The manual explains that there was a seventh robot, but he was destroyed when the previous occupant of your job went nuts and caused an incident. Unlike a typical adventure game, we can control all of these robots at once, sending them off to do tasks and “see” the complex from their own unique perspectives.

Not labeled: the location of the “movie sign” or theater. 

Another way this is not a typical adventure: no need to map! A full map of the game is included in the box. The environment is split into several parts and includes the weather, food, and transportation systems that I will need to maintain, plus the library computer, a region for human occupants of the facility, and a repair center. The game also supports multiple difficulty levels (all the way up to “impossible”) but the manual is unclear what the differences are and I’m going to play on the standard mode.

Since you are essentially a brain in a jar and cannot move, you need to do all actions by commanding a specific robot which you can refer to by name: “Iris, do something”. You can also refer to multiple robots or all robots, plus the amazing “ARR” command which tells all robots to report on what they are doing and has absolutely nothing to do with pirates. Since we already have a map, we can tell the robots to “go to” someplace and head out, letting us known when they get there.

Got all that? It’s quite a lot to take in just to play a game. Onward!

It begins!

We “awaken”, if that’s the proper word, with the world in crisis. Earthquakes have damaged the connecting cables, and therefore the balance, between the filtering computers. All of the special robot friends do their “robot roll call” and I make a note of them on the included map. We’re going to need to figure out how to repair those cables but before we can get started a second problem emerges: Iris is damaged and cannot see.

◆ What you need to do ◆
Decide whether each statement below agrees with the excerpt about the robot adventure game, answering yes or no and quoting the words of the excerpt that settle it.
1. A complete map of the game comes in the box.
2. The writer intends to play on the "impossible" difficulty level.
3. According to the manual, the seventh robot is still in working order.
The material after this excerpt comes from an unrelated source.

◆ Information shown ◆
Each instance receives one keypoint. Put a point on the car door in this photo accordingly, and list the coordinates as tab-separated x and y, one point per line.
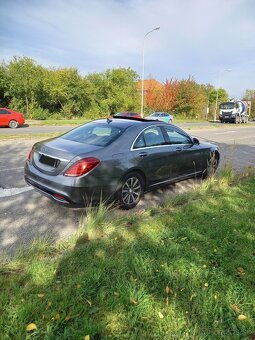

◆ Problem solution ◆
1. Yes: "A full map of the game is included in the box."
2. No: "I’m going to play on the standard mode."
3. No: "he was destroyed when the previous occupant of your job went nuts and caused an incident."